= Tâches à réaliser =
1: Répondez à ces questions d'après l'entretien avec Bernard Thibault :
(a) Qu'ont décidé les personnels concernés au sujet de la grève ?
(b) À quoi correspondent, selon lui, les sommes versées par l'État à la SNCF ?
(c) Par quel moyen la réforme des régimes spéciaux devait-elle intervenir ?
2: Poursuivez l'entretien sur la réforme des régimes spéciaux à partir de sa dernière phrase.

====== Texte fourni

Bernard Thibault. Les personnels concernés ont décidé de suspendre la grève. Cela veut dire que ce n'est pas terminé. Nous avons pris l'engagement de les tenir informés du déroulement des négociations et de recueillir leur opinion. Nous sommes dans un processus qui peut nécessiter leur intervention. D'autres actions peuvent intervenir si les débats ne se déroulent pas comme ils l'espèrent. D'ailleurs, électriciens, gaziers et cheminots préparent de nombreux rendez-vous.
Q - La réforme n'est pas passée mais les salariés n'ont encore rien obtenu. Où en est-on ?
Bernard Thibault. Le gouvernement affirme que la réforme est faite. La mobilisation exceptionnelle l'a contraint à faire évoluer son schéma initial sur la forme et sur le fond. Le Président de la République a inscrit la remise en cause des régimes spéciaux tôt dans l'agenda pour afficher sa politique de rupture. On nous a dit que les régimes spéciaux coûtent cher à la collectivité. C'est faux. Ils contribuent au contraire à l'équilibre du régime général et les sommes versées par l'Etat, notamment à la SNCF, ne correspondent qu'à une compensation liée à la suppression d'emplois à la SNCF. Pour le bilan, il faut attendre la fin des négociations.
Q - Mais, après neuf jours de grève, est-on revenu au point zéro ?
Bernard Thibault. Non ! La réforme des régimes spéciaux devait intervenir par décret sans pouvoir aborder tous les éléments constitutifs des droits à la retraite.

============
====== Données fournies

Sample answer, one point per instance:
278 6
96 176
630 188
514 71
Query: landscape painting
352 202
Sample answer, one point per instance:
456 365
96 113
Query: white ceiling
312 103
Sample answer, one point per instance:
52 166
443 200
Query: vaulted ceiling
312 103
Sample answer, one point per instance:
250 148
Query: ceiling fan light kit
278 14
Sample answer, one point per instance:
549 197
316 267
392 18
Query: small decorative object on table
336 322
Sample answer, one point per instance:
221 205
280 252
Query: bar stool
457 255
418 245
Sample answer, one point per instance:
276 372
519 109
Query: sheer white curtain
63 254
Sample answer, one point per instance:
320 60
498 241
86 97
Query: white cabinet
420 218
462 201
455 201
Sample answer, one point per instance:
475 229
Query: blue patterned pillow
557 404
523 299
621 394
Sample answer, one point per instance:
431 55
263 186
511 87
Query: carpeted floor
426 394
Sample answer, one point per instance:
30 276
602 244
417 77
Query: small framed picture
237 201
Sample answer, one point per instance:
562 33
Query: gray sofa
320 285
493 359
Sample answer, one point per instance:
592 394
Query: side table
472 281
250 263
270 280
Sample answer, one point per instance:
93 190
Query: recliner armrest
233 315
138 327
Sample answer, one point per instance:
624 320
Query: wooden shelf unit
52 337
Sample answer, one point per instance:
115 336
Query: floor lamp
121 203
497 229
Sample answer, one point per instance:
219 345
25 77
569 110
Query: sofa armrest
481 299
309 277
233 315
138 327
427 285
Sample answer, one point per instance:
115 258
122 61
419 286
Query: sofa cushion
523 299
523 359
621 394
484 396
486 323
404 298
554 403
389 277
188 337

============

= Réponses =
1:
(a) Ils ont décidé de suspendre la grève.
(b) Elles ne correspondent qu'à une compensation liée à la suppression d'emplois à la SNCF.
(c) Par décret.

2:
Les négociations tripartites obtenues dans lesquelles l'Etat siège comme acteur politique et économique changent la configuration et la portée des mesures à négocier. Les directions d'entreprises sont d'ailleurs contraintes de revoir leurs prévisions financières. La Cgt continue de porter ses revendications. Le gouvernement veut maintenir certains de ses principes. Nous sommes lucides.
Q - La CGT ne fait pas de la durée de cotisation une revendication prioritaire. Que faut-il gagner pour que les bénéficiaires des régimes spéciaux ne sortent pas perdants des négociations?
Bernard Thibault. Notre premier objectif est de maintenir le système par répartition que toutes les réformes antérieures ont affaibli. La CGT revendique pour le régime général un droit au départ à 60 ans et un niveau de retraite décent. Cette position est la nôtre depuis le 47ème Congrès. Nous l'avons tenu en février 2003, avant la réforme Fillon. Jusqu'à présent, aucun gouvernement n'a osé remettre en cause l'âge légal de départ en retraite à 60 ans car cette aspiration est très majoritaire chez les salariés.
Cet âge de départ peut être anticipé, soit qu'il relève d'accords d'entreprises spécifiques, soit qu'il est la conséquence de la reconnaissance de la pénibilité des métiers et des suggestions liées aux contraintes du service public.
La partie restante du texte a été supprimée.